Text under study:

__________________________________________________

A few hours later, my mom got a call from another doctor that J had taken a turn for the worse. They still didn’t know what was wrong. His temperature was not dropping and he was in a lot of pain, so they had sedated him. Getting really worried, we booked my mom and husband on the first flight out to Wisconsin the next morning. We all wanted to go, but ironically my sister was scheduled to give birth to her baby girl the next morning by c-section. J’s niece and goddaughter, Maggie. So the rest of us decided it was best to stay back to support my sister while my mom and husband went to be with J. An hour later my mom got another call from the doctors, who said they think J, has bacterial meningitis and they were transferring him to the Mayo Clinic in Rochester via helicopter as there was nothing more they could do for him there. Waiting to hear back from the doctors was haunting for us. We had no idea if J would stabilize, or what it all meant. We knew almost nothing about bacterial meningitis and had no idea how deadly it could be. At 10:30 p.m. my mom got the last and most devastating call from the doctor. He told her that he had terrible news, and after administering CPR for one hour, Jonathan arrived at Mayo with no pulse, and he was dead. It took less than 24 hours for the infection to set in and kill my brother. He was only 26. It was only after his death that we learned of how the day’s events unfolded. Earlier that day, J had reported to the military doctor with a fever of 105, and was then sent to the local ER in Sparta, Wisconsin. There he was treated with antibiotics for flu-like symptoms. When his fever dropped, J was released, only to be readmitted later that afternoon by ambulance. His fever had returned and he was very weak and achy, and it got worse from there. We still don’t know how J contracted the disease, though we do know it’s more common in Army barracks and universities, where soldiers and students are in close contact with each other. Thankfully, no one else in his unit was infected. After the autopsy, we learned that J died from Meningococcal Meningitis, and though his death certificate does not state which strain, we were told by the Army it was strain B. Unfortunately, the Army failed to give him his meningitis shot in May, two months before he died.

__________________________________________________

Required actions:
**1.** Name every town or state that the account mentions.
**2.** According to the account, how old was J when he died?
**3.** Continue the account from the point where it stops.
The rows have no connection to the account.

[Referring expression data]

__________________________________________________

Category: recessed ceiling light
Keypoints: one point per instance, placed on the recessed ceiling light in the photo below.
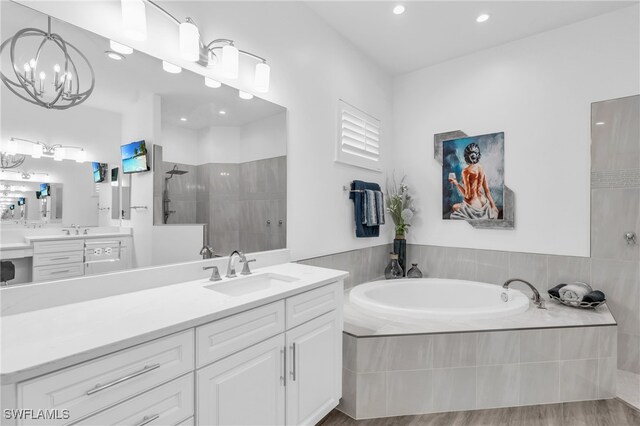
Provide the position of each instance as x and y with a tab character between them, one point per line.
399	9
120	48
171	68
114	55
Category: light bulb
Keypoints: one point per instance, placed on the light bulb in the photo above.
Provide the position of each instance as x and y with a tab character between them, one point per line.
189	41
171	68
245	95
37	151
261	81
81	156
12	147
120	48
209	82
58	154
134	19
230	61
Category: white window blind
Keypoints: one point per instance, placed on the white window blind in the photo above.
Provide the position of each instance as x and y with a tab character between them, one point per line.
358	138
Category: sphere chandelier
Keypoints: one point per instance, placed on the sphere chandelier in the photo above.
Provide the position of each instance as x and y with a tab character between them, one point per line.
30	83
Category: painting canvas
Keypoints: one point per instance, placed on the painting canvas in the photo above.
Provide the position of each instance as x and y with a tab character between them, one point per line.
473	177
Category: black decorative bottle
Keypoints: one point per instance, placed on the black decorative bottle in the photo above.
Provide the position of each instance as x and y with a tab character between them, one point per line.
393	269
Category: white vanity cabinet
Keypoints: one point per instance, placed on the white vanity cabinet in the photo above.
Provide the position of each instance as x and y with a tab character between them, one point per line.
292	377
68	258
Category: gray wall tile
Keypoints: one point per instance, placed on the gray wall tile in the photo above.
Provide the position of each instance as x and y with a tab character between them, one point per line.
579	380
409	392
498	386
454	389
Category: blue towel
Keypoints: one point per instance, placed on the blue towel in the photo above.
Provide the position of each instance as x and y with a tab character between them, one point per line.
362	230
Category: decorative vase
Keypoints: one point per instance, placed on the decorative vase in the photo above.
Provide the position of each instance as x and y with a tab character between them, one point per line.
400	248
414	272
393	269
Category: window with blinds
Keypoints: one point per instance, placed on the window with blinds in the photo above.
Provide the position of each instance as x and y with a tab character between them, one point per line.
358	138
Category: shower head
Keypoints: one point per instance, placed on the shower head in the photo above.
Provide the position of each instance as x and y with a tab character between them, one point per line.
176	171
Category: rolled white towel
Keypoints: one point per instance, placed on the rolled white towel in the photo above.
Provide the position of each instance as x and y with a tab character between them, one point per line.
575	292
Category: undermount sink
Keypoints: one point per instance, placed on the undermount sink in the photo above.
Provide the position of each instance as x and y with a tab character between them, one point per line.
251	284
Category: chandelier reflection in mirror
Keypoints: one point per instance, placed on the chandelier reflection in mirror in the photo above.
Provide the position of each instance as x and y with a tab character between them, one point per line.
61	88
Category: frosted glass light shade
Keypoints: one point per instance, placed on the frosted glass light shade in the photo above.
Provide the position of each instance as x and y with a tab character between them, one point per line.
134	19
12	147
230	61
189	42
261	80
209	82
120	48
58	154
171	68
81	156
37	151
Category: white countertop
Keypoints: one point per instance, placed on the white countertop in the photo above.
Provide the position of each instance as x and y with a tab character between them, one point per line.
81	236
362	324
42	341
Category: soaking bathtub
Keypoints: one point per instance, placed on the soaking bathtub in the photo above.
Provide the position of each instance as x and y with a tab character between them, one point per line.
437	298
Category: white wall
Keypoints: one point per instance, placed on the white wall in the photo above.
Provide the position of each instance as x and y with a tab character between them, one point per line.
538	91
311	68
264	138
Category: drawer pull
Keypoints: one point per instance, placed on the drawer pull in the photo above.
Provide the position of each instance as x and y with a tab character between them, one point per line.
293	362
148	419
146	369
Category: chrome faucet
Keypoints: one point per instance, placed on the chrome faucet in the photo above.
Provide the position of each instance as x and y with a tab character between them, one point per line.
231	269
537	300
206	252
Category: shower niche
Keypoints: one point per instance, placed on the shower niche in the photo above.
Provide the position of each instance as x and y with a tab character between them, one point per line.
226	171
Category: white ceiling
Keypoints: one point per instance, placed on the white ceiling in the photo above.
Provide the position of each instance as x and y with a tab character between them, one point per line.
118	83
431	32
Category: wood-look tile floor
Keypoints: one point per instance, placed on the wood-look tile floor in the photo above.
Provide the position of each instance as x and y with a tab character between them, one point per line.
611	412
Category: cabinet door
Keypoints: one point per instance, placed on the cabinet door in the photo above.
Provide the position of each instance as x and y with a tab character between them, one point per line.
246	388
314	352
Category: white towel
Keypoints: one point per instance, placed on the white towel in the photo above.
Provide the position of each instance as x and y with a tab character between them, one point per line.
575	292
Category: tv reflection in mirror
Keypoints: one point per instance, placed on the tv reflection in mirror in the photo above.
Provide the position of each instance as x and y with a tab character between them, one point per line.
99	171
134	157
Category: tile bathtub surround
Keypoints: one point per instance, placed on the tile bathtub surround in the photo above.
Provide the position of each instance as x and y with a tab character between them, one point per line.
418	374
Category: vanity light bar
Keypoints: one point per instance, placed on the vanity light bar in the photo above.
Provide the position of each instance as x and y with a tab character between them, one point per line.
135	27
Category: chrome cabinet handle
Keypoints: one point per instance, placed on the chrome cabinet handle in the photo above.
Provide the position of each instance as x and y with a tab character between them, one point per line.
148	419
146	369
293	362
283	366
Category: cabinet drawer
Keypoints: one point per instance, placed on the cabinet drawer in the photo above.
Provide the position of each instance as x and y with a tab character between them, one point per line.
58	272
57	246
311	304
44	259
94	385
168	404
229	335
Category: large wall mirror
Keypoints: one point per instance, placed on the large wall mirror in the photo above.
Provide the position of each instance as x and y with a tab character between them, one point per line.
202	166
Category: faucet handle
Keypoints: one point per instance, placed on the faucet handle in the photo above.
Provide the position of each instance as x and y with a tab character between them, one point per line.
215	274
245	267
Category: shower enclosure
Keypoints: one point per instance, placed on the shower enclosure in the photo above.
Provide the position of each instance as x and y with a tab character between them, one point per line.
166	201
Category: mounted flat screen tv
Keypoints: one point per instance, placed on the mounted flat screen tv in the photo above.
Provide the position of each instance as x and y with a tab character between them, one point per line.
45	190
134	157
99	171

__________________________________________________

Exercise answers:
**1.** Wisconsin, Rochester, Sparta

**2.** He was 26.

**3.**
My family was devastated. Our little hero would not return to us safely as we had hoped, and was instead shipped back to us in a coffin. My mom and husband did not end up going to Wisconsin as planned and instead stayed home to make arrangements for J’s funeral. My sister had to give birth to her baby the next morning, which was very difficult for her. But we truly believe that with death comes life, and little Maggie – along with her cousin Sebastian – have been little saviors for us all. Jonathan Forde was posthumously promoted to Staff Sergeant and buried with honors at Arlington National Cemetery.